Extract every line in the records below that contains the word "distant". Treat the match as case-sensitive.

— begin SUPPLIED INFORMATION —

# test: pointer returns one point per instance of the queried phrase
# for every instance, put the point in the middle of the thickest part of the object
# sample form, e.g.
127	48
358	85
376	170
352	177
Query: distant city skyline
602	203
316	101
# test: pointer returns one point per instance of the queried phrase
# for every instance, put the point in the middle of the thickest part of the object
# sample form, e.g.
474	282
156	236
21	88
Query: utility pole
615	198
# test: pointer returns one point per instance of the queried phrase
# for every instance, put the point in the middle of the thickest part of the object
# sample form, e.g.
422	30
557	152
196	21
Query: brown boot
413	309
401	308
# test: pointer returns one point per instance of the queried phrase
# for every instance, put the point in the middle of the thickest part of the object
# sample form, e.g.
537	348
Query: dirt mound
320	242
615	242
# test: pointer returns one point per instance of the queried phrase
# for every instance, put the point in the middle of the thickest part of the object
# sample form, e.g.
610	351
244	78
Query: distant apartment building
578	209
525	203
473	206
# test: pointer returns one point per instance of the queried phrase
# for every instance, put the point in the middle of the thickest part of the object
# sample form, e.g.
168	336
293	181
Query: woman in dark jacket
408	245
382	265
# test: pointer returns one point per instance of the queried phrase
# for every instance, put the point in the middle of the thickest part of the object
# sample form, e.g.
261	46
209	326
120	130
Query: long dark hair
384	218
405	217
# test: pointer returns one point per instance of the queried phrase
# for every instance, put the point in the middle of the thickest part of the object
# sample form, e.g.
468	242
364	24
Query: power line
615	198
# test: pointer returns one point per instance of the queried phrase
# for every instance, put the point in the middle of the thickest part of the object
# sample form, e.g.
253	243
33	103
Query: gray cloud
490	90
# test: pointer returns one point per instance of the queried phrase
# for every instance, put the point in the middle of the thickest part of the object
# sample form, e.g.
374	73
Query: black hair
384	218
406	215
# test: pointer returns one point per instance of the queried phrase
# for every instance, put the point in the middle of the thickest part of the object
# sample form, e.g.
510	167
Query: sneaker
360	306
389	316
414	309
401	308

— end SUPPLIED INFORMATION —
— begin SUPPLIED INFORMATION —

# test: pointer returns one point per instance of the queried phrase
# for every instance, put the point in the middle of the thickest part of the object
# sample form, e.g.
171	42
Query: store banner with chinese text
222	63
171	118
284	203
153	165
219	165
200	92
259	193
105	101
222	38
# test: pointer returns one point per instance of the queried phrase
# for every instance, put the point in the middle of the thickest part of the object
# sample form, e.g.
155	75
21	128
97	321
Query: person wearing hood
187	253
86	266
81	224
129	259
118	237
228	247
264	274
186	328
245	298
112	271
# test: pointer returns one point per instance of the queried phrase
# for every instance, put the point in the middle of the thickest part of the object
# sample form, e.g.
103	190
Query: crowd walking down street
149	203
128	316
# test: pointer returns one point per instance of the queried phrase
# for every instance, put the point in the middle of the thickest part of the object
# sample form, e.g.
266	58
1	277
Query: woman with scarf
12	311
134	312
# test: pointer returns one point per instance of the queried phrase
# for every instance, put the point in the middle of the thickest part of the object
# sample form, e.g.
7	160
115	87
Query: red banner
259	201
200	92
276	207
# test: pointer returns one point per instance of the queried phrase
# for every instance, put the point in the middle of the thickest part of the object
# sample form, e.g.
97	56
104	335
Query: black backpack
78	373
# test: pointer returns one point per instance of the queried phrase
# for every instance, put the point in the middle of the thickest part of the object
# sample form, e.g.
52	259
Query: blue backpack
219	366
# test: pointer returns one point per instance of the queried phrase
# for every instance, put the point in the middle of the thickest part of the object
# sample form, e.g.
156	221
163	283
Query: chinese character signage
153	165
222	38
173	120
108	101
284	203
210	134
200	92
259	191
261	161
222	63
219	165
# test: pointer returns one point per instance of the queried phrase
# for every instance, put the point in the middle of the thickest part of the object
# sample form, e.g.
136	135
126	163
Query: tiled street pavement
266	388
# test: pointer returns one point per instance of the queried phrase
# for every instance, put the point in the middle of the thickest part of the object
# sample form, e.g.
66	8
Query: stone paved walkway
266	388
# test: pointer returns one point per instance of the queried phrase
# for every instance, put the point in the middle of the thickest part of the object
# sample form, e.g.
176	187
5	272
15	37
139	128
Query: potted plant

— end SUPPLIED INFORMATION —

• [RIGHT ANSWER]:
Query: distant city skyline
Query: distant apartment building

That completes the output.